■ **Zitierter Textauszug**
----------

Ein polarisiertes Land, in dem nur SP und SVP zu zweit eine Mehrheit haben
Diejenigen Parteien gewinnen, die viel versprechen – dabei bleibt die Eigenverantwortung auf der Strecke
Die Eidgenössischen Wahlen vom 22. Oktober 2023 sind Geschichte. Was uns vorläufig noch bleibt, sind die Emotionen vom Wahlsonntag. Die Freude der Siegerinnen, die Ernüchterung der Verlierer. Doch bald wird in der Schweiz wieder die Normalität einkehren. Das neue Parlament, das am 4. Dezember 2023 erstmals zusammentreten wird, muss ab dann Lösungen liefern. Die Probleme haben die Parteien in diesem Wahlkampf eingehend angesprochen.

----------

■ **Bereitgestellte Angaben**
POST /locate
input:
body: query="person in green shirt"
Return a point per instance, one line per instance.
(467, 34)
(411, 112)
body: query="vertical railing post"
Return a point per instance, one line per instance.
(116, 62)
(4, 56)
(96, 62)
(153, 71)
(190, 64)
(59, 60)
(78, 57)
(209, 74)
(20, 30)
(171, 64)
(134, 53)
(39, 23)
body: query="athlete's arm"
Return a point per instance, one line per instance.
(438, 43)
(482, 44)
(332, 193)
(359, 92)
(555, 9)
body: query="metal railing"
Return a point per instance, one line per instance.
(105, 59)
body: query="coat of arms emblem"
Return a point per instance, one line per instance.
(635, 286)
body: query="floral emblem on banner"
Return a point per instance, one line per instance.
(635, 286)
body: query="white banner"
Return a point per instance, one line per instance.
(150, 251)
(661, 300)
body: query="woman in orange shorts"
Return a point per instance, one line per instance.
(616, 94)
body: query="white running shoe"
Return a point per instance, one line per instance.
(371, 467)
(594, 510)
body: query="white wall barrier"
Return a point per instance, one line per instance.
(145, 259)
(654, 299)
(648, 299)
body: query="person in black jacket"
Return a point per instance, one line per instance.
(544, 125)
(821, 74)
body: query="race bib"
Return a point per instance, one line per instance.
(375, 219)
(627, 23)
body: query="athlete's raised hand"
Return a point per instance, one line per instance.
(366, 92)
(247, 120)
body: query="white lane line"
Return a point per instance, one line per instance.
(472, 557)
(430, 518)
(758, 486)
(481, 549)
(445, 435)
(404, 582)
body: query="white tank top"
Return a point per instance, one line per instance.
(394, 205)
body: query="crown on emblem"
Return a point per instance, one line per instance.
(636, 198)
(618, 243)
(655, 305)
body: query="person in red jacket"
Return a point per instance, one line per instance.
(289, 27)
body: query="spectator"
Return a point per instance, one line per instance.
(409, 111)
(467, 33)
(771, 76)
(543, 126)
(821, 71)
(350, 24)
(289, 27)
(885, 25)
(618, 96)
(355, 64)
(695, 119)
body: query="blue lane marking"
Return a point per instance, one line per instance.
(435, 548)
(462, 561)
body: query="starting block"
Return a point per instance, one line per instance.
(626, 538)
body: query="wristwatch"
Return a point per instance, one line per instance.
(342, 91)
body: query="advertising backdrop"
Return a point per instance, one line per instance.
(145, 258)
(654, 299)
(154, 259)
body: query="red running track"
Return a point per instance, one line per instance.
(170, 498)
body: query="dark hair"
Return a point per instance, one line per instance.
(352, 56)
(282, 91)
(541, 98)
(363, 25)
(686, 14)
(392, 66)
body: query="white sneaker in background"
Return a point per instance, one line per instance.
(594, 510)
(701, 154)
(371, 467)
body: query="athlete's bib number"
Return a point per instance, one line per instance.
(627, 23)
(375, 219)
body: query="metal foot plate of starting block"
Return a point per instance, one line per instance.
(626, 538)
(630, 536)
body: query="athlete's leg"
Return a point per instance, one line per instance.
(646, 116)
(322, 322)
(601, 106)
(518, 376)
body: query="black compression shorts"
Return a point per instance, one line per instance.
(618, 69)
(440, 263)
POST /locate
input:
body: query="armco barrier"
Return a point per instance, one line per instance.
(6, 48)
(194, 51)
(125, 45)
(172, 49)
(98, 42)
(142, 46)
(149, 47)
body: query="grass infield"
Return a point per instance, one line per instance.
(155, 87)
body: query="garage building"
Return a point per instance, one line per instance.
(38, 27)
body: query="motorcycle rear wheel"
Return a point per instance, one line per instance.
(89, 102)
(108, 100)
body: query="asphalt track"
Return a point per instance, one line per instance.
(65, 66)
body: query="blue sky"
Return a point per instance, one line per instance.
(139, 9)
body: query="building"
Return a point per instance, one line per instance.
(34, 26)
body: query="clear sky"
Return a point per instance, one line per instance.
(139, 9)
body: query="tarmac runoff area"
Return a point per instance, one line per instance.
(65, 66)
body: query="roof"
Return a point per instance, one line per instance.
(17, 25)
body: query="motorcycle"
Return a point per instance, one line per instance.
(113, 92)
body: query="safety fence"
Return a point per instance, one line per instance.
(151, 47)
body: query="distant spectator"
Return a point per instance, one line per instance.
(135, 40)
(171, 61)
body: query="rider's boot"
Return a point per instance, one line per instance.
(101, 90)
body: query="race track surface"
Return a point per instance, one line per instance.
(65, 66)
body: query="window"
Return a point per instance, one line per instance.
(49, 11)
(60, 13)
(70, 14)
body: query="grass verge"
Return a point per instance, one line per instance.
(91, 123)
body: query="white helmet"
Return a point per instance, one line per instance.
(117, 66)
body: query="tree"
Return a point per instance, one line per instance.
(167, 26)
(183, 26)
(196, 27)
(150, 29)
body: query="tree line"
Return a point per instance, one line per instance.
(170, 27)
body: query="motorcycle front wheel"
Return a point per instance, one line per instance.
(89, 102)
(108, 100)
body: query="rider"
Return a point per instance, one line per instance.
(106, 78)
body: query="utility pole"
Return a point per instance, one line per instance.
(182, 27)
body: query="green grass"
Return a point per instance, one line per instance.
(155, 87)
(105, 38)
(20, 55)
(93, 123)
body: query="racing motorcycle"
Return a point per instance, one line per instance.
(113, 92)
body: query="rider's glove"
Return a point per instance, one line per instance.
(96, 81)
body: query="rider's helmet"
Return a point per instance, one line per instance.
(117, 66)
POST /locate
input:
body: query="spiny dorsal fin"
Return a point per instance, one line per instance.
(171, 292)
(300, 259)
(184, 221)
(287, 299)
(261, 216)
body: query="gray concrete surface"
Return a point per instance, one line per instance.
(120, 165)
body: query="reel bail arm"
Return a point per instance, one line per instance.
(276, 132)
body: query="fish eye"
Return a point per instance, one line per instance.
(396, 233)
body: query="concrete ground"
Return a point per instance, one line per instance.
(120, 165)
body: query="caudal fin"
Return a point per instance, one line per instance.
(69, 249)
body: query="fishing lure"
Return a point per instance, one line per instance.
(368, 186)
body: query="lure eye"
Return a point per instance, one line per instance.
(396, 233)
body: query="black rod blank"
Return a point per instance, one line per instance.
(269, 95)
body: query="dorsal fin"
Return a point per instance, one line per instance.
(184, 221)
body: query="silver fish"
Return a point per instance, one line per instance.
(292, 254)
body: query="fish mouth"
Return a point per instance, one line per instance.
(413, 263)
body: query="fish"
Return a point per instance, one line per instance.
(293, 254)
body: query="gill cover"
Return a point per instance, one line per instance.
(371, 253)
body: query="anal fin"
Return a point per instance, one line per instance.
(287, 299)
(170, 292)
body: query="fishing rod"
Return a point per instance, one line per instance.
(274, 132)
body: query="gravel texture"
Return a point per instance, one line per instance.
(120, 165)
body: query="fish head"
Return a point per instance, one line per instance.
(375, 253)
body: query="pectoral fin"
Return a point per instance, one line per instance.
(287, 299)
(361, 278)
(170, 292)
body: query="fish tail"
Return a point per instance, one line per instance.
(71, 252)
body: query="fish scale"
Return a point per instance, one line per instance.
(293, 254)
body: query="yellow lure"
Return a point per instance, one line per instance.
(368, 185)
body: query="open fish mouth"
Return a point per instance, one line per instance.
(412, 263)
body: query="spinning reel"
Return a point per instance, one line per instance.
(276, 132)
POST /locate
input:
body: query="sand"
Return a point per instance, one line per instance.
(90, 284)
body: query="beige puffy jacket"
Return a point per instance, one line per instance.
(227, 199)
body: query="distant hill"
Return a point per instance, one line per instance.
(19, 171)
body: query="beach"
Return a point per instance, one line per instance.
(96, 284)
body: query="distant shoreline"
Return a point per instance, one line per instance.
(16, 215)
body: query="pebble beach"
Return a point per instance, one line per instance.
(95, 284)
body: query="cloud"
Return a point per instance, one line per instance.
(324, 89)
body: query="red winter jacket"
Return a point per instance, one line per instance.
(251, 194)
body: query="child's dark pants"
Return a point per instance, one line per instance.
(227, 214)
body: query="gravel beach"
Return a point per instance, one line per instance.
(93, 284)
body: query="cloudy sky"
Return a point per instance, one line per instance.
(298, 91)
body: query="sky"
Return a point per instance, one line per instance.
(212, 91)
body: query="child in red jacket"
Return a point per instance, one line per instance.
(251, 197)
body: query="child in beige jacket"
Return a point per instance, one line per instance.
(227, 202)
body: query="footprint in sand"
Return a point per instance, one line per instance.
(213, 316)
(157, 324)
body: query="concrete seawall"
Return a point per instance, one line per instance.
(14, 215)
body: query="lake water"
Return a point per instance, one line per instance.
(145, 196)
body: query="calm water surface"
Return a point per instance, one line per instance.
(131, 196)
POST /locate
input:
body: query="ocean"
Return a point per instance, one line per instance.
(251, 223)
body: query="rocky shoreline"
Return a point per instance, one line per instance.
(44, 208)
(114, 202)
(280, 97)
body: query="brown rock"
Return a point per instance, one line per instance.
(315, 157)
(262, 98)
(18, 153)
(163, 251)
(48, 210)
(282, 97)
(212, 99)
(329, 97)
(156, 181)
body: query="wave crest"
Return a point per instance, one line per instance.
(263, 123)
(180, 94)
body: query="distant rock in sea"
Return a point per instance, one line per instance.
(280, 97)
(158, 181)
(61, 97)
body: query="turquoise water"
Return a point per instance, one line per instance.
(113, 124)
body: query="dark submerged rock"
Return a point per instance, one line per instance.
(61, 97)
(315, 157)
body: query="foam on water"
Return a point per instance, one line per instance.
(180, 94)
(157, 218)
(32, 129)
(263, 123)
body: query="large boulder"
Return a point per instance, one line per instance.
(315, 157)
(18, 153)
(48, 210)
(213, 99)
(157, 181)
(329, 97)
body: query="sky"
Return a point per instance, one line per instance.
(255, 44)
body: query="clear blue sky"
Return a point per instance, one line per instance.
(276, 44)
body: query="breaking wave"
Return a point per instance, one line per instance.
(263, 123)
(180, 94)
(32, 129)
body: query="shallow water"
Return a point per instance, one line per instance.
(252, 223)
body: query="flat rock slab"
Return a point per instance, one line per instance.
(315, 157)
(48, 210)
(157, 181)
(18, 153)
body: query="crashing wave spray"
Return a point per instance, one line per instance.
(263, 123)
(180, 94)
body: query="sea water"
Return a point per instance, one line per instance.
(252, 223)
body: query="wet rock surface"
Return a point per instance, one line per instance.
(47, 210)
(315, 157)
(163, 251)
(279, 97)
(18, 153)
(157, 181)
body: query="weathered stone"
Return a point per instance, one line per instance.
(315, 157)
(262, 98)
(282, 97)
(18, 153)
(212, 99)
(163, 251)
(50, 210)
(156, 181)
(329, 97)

----------

■ **Aufgaben bearbeiten**
1. An welchem Datum tritt das neue Parlament laut dem Textauszug erstmals zusammen?
2. Prüfe für jede Aussage, ob sie mit dem Textauszug übereinstimmt. (a) Die Eidgenössischen Wahlen fanden am 22. Oktober 2023 statt. (b) SP und FDP haben zu zweit eine Mehrheit. (c) Die Parteien haben die Probleme im Wahlkampf kaum angesprochen.
3. Gib den Abschnitt des Textauszugs wortgetreu aus, beginnend mit „Ein polarisiertes Land, in“ und weiter bis einschließlich „Wahlkampf eingehend angesprochen.“.
Die Auflistung ist eigenständiges Material und gehört nicht zum Textauszug.

■ **Lösungsübersicht**
1. Am 4. Dezember 2023.

2.
(a) Ja: „Die Eidgenössischen Wahlen vom 22. Oktober 2023 sind Geschichte.“
(b) Nein: „in dem nur SP und SVP zu zweit eine Mehrheit haben“
(c) Nein: „Die Probleme haben die Parteien in diesem Wahlkampf eingehend angesprochen.“

3.
Ein polarisiertes Land, in dem nur SP und SVP zu zweit eine Mehrheit haben
Diejenigen Parteien gewinnen, die viel versprechen – dabei bleibt die Eigenverantwortung auf der Strecke
Die Eidgenössischen Wahlen vom 22. Oktober 2023 sind Geschichte. Was uns vorläufig noch bleibt, sind die Emotionen vom Wahlsonntag. Die Freude der Siegerinnen, die Ernüchterung der Verlierer. Doch bald wird in der Schweiz wieder die Normalität einkehren. Das neue Parlament, das am 4. Dezember 2023 erstmals zusammentreten wird, muss ab dann Lösungen liefern. Die Probleme haben die Parteien in diesem Wahlkampf eingehend angesprochen.